- Born: 21 March 1943 Rio de Janeiro, Brazil
- Died: 16 July 2026 (aged 83) Rio de Janeiro, Brazil
- Education: Pontifícia Universidade Católica do Rio de Janeiro
- Occupations: journalist TV presenter reporter
- Years active: 1970-2026
- Notable work: Bom Dia Brasil Jornal da Globo Jornal Nacional (Rede Globo)
- Spouse(s): Danuza Leão (married 1980–2011) Monica Morel (married 2011–2026)
- Children: Maria Eduarda Machado

= Renato Machado =

Brazilian newscaster and journalist (1943–2026)

Renato Machado (21 March 1943 – 16 July 2026) was a Brazilian newscaster and journalist.

From 1996 to 2011, he was the editor-in-chief and anchorman of Bom Dia Brasil ("Good Morning Brazil"). From 1982 to 1983, he also served as the presenter of Jornal da Globo.

== Life and career ==
Machado graduated in law and journalism from the Pontifical Catholic University of Rio de Janeiro and began his career in radio in 1970. In 39 years of profession, the reporter, presenter, and editor worked for the BBC. Later, he worked for Jornal do Brasil and the defunct Rede Manchete (where he presented Noite Dia, the new name for Jornal da Manchete Segunda Edição).

He began his career in theater, participating in amateur groups and acting in productions such as The Tempest by William Shakespeare and The Terrible Children and Antigone. With the inauguration of Rede Globo de Televisão in 1965, he acted in two soap operas as a supporting actor: Rosinha do Sobrado, the network's second soap opera, and the first version of A Moreninha, both starring Marília Pêra. At TV Excelsior, he worked on the first version of Sangue do Meu Sangue from 1969 to 1970. He also dubbed American series and, in 1966, acted in the film O Mundo Alegre de Helô.

Machado was an international correspondent based in New York who covered elections, political and economic negotiations, agreements, and wars in Honduras, El Salvador, Nicaragua, and the Persian Gulf. Back in Brazil, he did special reports for Fantástico and Globo Repórter.

He presented Jornal da Globo in 1982-1983, RJTV between 1989-1990 and 1992, Jornal Nacional occasionally from 1995 to 2011, and Fantástico Especial on December 31, 1995.

In 1982, he presented the first Plantão JN about the Falklands War. That program was the first on Brazilian television. At the time, the image on the screen was Plantão JN, and Renato spoke off-screen.

From 1996 to 2011, Renato was the editor-in-chief and presenter of Bom Dia Brasil, where he led a team of approximately 30 people. During this period, the news program changed its focus slightly to include more culture, music, and gastronomy. He shared the news desk with Renata Vasconcellos for most of this period.

________

Work required - Extend the Renato Machado biography past its last sentence, keeping its encyclopedic tone.

Source data -
________

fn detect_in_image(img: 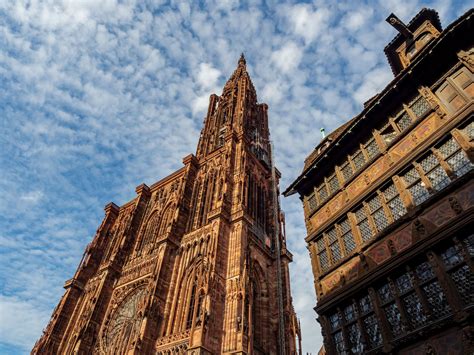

________

Answer -
Machado was also one of the occasional presenters of Jornal Nacional, replacing William Bonner and Fátima Bernardes.

He was a classical music lover and was known in Brazil as a great connoisseur of wines and gastronomy. In addition to being a wine critic for the newspaper O Globo and Rádio CBN, he authored the series Reserva Especial, produced by the GNT channel. The program reveals the secrets of producing the best wines in Europe. He presented the program Menu Confiança with the French chef Claude Troisgros, based in Brazil, where he pairs wines and recipes.

Machado was married to columnist Danuza Leão. He was the father of actress Maria Eduarda Machado, who starred in the soap opera Malhação in 2007. In 2009, Renato had to undergo last-minute bypass surgery, which left him away from Bom Dia Brasil for over a month, and he was replaced by journalist Márcio Gomes. In January 2011, after his vacation, Renato returned to host Bom Dia Brasil, only accumulating the presenter role, giving way to Miguel Athayde as editor-in-chief of the news program. In September of the same year, he returned to being an international correspondent in London with stories for Globo's news programs and a weekly column in Jornal da Globo. On December 11, 2015, during Bom Dia Brasil, Renato announced his departure from the London news program and return to Brazil. Upon returning to Brazil, the journalist began working at Globo Repórter as a special reporter. His first report for the program aired in June 2016 with a report by Machado about a ballerina from Morro da Mangueira who became a star in New York.

In November 2021, Machado was fired by Rede Globo, after more than 40 years of service.

Machado died on 16 July 2026, at the age of 83.